Print out the complete set of records below, exactly as they read.

*** Opening of Provided data ***

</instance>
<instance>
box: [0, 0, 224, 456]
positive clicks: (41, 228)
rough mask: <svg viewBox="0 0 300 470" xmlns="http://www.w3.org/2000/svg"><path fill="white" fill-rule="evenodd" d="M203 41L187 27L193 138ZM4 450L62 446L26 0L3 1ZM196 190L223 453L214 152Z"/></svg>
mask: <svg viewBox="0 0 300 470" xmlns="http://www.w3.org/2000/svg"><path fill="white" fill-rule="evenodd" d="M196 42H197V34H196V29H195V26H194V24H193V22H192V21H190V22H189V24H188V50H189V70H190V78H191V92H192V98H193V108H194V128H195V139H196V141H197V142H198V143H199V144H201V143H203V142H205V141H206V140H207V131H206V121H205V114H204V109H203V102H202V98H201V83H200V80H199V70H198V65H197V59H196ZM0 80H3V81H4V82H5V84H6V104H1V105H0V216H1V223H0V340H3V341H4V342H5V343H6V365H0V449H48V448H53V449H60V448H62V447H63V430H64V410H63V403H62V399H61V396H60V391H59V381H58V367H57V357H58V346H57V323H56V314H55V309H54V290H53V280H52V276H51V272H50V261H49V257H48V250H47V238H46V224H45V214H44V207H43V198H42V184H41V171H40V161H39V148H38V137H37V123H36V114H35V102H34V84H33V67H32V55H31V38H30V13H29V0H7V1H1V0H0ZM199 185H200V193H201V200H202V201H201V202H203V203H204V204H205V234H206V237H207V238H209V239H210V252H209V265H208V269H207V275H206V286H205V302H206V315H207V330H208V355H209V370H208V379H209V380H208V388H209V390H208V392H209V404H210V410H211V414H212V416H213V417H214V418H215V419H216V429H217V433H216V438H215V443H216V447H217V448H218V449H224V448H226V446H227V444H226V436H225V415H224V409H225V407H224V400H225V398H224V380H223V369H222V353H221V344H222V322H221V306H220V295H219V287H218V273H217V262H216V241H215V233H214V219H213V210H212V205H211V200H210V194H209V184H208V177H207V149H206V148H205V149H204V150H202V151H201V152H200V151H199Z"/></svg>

*** Close of Provided data ***

* [Solution for this exercise]
</instance>
<instance>
box: [0, 0, 224, 456]
positive clicks: (41, 228)
rough mask: <svg viewBox="0 0 300 470" xmlns="http://www.w3.org/2000/svg"><path fill="white" fill-rule="evenodd" d="M203 41L187 27L193 138ZM4 450L62 446L26 0L3 1ZM196 190L223 453L214 152Z"/></svg>
mask: <svg viewBox="0 0 300 470" xmlns="http://www.w3.org/2000/svg"><path fill="white" fill-rule="evenodd" d="M196 42H197V34H196V29H195V26H194V24H193V22H192V21H190V22H189V24H188V50H189V70H190V78H191V92H192V98H193V108H194V128H195V139H196V141H197V142H198V143H199V144H201V143H203V142H205V141H206V140H207V131H206V121H205V114H204V109H203V102H202V98H201V83H200V80H199V70H198V65H197V59H196ZM0 80H3V81H4V82H5V84H6V104H1V105H0V216H1V223H0V340H3V341H4V342H5V343H6V365H0V449H48V448H53V449H60V448H62V447H63V430H64V410H63V403H62V399H61V396H60V391H59V381H58V367H57V357H58V346H57V323H56V314H55V309H54V290H53V280H52V276H51V272H50V261H49V257H48V250H47V238H46V224H45V214H44V207H43V198H42V184H41V171H40V161H39V148H38V137H37V123H36V114H35V102H34V84H33V67H32V55H31V38H30V13H29V0H7V1H1V0H0ZM199 185H200V193H201V200H202V201H201V202H203V203H204V204H205V234H206V237H207V238H209V239H210V252H209V265H208V269H207V275H206V286H205V302H206V315H207V330H208V355H209V370H208V379H209V380H208V388H209V390H208V392H209V404H210V410H211V414H212V416H213V417H214V418H215V419H216V429H217V433H216V438H215V443H216V447H217V448H218V449H224V448H226V446H227V444H226V436H225V415H224V409H225V407H224V400H225V398H224V380H223V369H222V353H221V344H222V322H221V306H220V295H219V287H218V273H217V262H216V241H215V233H214V219H213V210H212V205H211V200H210V194H209V184H208V177H207V149H206V148H205V149H204V150H202V151H201V152H200V151H199Z"/></svg>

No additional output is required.